• [Exercise requirements]:
**A)** List the functions given to the boards in the passage on water pollution law.
**B)** Continue the passage on water pollution law from the point where it stops.

____ Source passage

The boards have been provided with various functions which include establishing quality of water, research, planning as well as investigation in order to encourage cleanliness of water bodies and to control pollution of the same.

Under section 2 (e) of the Act, water pollution has been defined. It has been treated as an evil that has harmed the health of public. It is defined as, “Such contamination of water or such alteration of the physical, chemical or biological properties of water or such discharge of any sewage or trade effluent or of any other liquid, gaseous or solid substance into water (whether directly or indirectly) as may, or is likely to, create a nuisance or render such water harmful or injurious to public health or safety, or to domestic, commercial, industrial, agricultural or other legitimate uses, or to the life and health of animals or plants or of aquatic organisms.”

2.      The Environment (Protection) Act, 1986

The Environment (Protection) Act, 1986 extends to maintaining quality of water and the control of pollution of the water bodies. Section 2(a) of the Act gives the definition of environment which includes water as well as the interrelationship that exists between water and human beings, other living creatures, plants, micro-organisms and property. The Act helps in providing authority to the Central Government to establish proper standards for the quality of the environment and for emissions of discharge from sources of variety of environmental pollutants.

________
____ Supplied entries

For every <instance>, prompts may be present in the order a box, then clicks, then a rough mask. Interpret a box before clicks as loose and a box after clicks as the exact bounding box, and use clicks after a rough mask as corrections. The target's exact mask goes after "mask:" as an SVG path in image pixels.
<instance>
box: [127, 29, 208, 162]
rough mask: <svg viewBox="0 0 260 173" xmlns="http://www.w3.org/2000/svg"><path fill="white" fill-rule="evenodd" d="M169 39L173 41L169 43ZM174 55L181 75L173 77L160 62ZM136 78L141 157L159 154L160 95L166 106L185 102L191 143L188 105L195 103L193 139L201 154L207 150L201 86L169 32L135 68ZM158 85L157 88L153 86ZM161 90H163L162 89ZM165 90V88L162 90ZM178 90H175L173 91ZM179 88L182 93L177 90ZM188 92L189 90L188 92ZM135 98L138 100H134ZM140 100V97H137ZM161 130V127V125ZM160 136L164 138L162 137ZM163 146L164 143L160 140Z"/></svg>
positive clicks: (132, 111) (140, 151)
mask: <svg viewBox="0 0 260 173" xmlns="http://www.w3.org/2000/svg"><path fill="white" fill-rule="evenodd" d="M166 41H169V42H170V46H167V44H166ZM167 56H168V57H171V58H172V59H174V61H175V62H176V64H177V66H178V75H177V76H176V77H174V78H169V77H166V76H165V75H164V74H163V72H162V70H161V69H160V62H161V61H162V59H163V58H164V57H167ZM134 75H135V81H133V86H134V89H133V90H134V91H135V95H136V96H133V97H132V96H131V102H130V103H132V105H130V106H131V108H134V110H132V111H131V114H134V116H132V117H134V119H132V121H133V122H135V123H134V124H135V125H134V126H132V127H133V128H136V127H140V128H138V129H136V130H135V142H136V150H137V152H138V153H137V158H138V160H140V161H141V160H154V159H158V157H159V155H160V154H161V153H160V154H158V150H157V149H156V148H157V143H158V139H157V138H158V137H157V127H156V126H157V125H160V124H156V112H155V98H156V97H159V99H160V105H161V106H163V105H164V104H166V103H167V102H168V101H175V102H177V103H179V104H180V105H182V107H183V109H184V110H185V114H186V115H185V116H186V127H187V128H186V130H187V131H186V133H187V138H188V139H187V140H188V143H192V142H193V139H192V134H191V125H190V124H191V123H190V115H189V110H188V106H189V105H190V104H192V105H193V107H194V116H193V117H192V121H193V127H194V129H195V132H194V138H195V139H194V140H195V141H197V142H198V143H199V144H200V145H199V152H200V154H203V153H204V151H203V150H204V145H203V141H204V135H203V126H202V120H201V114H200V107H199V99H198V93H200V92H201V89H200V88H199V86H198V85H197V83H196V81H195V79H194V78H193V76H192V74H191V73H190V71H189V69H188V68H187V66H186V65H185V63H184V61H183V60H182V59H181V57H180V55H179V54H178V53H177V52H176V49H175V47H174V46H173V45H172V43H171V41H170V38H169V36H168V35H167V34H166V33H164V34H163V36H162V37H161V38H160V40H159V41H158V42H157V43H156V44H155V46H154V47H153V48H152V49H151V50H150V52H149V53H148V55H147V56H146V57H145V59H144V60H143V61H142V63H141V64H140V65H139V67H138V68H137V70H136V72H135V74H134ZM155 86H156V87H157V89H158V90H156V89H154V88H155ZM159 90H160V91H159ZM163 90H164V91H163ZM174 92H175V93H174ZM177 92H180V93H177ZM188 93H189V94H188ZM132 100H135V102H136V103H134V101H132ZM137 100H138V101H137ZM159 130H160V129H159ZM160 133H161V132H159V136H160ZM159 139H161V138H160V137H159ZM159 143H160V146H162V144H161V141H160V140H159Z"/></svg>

________

• [Outputs in order]:
**A)** establishing quality of water, research, planning, investigation

**B)**
3.      Indian Easements Act, 1882

This Act clearly recognizes the right of an owner called as the riparian owner who is a person who owns a land which is adjoining to a river or a water stream to unpolluted waters. A riparian owner is the one who has a right towards usage of the stream which flows past his land. Section 7 of the Act clearly talks about the right of the riparian owner to have right to a continued flow of water of natural stream without any destruction or pollution in its natural flow.

The Apex Court in the case of MC Mehta v Union of India[49], recognized and revived the doctrine of riparian rights of owners. The court in this case said, “The petitioner is a riparian owner and is a person interested in protecting the lives of the people who use of the water flowing in the river Ganga and his right to maintain the petition cannot be disputed. The nuisance caused by the pollution of the river Ganga is a public nuisance, which is wide spread in range and indiscriminate in its effect and it would not be reasonable to expect any particular person to take proceedings to stop it as distinct from the community at large.” The case was filed against the Municipal Corporation and admitted as PIL.

v  CONCLUSION:

It is seen that water is one of the most essential part of life. It should not only be preserved, but also, steps should be taken for protecting it from being depleted. UNEP has taken a step for its protection by keeping the target of cleaning the water bodies by the year 2030 across the world as a part of sustainable development goals. UNEP suggests that water should not be polluted and be used in a judicious manner such that the needs of the future generation are not compromised. UNEP is working in coordination with the Government of India for protecting its freshwater present in the country through various projects. The most endangered river which is a life support for most of the people of India is river Ganga, which has been polluted to a great extent. Various schemes, case laws and projects have been allotted for cleaning of the river, but, due to the non-cooperation of people the project has been a failure till now.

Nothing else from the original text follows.